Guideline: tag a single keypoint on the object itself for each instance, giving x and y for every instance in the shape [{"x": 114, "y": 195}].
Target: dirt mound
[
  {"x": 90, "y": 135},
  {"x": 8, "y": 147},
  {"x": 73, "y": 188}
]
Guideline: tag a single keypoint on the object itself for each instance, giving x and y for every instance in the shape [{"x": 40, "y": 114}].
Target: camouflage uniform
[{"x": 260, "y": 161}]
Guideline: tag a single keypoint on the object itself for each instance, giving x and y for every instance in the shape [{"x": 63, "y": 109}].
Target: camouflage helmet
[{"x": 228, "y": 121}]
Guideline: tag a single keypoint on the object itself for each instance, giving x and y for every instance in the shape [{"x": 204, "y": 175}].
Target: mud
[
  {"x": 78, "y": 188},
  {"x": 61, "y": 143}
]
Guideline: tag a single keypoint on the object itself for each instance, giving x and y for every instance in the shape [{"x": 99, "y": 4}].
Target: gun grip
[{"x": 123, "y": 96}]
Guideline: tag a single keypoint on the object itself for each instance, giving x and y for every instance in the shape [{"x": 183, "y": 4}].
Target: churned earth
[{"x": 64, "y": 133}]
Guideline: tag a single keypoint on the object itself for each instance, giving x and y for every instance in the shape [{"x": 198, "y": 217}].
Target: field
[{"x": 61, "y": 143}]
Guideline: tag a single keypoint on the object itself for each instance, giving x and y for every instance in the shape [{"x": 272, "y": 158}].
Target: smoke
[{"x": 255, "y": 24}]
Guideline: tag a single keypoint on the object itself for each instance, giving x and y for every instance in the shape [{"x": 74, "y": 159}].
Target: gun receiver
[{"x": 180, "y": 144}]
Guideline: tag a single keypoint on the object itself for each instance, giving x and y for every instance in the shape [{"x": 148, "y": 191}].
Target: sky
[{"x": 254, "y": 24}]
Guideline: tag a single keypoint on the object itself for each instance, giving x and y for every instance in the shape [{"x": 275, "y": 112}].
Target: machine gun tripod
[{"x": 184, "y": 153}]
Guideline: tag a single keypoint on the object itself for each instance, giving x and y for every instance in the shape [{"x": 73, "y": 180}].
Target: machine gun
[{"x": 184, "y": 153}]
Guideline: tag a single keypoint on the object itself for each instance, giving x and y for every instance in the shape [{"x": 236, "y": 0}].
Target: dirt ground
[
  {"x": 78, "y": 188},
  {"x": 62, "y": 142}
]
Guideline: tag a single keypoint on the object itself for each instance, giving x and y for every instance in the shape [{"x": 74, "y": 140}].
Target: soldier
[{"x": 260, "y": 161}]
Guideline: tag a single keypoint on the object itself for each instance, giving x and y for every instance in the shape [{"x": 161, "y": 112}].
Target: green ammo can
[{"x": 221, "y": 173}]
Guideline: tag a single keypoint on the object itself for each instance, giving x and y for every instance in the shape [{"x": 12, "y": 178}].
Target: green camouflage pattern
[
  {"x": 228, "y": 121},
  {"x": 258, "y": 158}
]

===============

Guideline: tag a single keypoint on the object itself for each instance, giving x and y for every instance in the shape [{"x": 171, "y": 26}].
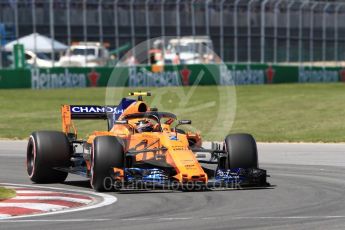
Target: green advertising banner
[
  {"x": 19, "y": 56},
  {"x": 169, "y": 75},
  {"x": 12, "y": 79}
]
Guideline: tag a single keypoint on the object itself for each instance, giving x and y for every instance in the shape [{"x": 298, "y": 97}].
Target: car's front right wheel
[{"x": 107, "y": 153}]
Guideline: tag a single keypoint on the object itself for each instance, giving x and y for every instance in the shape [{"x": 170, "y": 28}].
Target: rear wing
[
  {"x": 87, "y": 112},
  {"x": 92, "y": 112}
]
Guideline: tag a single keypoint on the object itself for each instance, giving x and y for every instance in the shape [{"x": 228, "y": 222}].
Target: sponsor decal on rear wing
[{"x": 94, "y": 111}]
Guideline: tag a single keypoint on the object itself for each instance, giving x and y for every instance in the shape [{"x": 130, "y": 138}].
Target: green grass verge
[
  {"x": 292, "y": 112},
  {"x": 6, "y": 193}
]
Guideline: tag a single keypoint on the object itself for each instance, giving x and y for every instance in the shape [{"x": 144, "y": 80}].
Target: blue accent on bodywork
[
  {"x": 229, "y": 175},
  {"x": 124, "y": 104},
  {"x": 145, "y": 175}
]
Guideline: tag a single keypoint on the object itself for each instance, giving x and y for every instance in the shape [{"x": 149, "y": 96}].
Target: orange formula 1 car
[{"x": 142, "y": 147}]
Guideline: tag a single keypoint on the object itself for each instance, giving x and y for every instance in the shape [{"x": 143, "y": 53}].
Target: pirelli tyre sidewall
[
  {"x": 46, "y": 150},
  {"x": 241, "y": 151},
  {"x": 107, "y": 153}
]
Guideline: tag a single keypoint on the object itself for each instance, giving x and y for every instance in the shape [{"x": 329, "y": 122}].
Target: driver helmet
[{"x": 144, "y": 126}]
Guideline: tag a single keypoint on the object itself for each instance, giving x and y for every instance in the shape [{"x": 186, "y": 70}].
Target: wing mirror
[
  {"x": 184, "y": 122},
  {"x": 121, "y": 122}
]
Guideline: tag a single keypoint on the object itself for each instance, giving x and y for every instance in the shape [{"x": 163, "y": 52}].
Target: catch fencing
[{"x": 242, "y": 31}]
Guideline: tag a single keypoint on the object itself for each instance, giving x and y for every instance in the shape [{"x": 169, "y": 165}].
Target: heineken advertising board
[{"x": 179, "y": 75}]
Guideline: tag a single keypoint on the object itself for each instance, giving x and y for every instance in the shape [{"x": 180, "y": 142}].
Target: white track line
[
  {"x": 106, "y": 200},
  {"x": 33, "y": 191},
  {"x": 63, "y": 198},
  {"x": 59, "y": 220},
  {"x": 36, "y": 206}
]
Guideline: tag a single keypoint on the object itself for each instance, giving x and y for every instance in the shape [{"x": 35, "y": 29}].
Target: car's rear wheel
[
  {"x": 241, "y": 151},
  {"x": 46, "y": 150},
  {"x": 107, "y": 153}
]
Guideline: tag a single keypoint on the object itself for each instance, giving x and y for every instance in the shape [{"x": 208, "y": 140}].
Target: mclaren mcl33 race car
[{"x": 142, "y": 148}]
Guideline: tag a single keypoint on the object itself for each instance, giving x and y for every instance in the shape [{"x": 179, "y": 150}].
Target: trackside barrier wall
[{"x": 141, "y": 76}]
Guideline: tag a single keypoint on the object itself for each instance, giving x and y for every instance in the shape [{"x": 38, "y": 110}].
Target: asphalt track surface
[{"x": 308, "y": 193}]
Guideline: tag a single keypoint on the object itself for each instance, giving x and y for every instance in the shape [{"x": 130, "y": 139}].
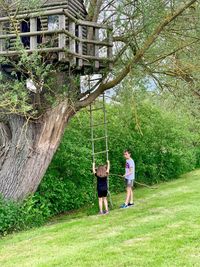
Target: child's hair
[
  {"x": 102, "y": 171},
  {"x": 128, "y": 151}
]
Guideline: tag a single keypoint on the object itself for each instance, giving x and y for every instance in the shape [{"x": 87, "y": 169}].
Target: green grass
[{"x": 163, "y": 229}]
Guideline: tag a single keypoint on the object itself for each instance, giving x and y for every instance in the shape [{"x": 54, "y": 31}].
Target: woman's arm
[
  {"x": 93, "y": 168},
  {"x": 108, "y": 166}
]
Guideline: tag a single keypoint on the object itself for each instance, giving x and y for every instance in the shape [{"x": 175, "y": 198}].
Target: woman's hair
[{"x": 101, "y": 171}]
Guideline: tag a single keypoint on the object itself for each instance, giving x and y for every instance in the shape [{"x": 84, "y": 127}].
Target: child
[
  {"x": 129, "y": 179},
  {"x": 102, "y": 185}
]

===============

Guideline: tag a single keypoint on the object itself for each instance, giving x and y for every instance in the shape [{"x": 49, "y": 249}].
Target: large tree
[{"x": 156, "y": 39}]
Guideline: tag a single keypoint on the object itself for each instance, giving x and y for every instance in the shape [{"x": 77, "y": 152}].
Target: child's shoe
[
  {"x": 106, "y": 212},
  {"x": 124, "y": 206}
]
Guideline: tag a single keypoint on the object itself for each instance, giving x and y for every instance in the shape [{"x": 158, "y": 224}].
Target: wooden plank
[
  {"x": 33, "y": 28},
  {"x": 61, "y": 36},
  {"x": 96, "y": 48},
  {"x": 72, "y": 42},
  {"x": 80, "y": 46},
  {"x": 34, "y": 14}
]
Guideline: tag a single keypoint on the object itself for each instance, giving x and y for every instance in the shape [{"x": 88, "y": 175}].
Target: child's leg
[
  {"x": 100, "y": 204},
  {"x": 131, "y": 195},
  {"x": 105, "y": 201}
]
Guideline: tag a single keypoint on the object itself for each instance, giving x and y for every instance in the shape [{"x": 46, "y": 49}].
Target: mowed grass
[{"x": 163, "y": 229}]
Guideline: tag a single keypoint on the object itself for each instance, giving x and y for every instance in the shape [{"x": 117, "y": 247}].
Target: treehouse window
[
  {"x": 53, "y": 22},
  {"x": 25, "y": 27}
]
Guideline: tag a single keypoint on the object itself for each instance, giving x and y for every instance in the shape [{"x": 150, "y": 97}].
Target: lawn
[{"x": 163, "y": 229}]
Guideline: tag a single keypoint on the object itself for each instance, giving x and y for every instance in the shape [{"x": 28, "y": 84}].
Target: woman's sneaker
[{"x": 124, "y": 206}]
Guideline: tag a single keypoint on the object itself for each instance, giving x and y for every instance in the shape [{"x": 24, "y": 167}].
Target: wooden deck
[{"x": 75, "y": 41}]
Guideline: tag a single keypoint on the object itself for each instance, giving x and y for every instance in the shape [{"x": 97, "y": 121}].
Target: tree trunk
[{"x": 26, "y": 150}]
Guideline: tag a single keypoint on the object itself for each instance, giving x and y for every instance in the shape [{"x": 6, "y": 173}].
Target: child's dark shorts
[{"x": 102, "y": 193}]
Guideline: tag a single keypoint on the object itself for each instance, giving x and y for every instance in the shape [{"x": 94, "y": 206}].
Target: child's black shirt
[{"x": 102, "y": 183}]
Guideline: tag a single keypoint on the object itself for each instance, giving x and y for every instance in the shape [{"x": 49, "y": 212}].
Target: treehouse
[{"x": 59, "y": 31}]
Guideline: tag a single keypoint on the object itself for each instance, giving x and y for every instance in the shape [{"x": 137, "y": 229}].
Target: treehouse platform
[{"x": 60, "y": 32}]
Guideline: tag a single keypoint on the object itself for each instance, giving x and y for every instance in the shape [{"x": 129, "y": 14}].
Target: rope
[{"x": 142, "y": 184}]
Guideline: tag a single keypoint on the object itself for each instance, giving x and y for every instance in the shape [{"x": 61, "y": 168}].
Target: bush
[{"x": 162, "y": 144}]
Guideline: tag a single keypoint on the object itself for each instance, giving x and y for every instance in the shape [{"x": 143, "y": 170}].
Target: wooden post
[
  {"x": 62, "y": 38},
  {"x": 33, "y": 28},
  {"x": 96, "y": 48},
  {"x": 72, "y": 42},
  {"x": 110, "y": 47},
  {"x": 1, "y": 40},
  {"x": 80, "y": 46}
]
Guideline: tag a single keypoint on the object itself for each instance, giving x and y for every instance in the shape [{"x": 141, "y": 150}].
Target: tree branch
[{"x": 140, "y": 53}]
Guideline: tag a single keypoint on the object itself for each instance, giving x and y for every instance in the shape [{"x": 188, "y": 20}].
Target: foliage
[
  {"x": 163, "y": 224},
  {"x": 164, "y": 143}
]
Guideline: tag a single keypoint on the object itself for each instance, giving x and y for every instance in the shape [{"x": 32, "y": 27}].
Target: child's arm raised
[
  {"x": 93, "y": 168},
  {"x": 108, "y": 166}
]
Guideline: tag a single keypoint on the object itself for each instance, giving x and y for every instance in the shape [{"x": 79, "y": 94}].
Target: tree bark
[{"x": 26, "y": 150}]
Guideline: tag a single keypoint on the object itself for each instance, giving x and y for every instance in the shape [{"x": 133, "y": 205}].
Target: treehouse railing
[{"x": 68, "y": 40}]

===============

■ WHAT THE TASK REQUIRES ■
Show every line of the items above that contains the word "dirt".

■ RESULT ■
Target: dirt mound
Target: dirt ground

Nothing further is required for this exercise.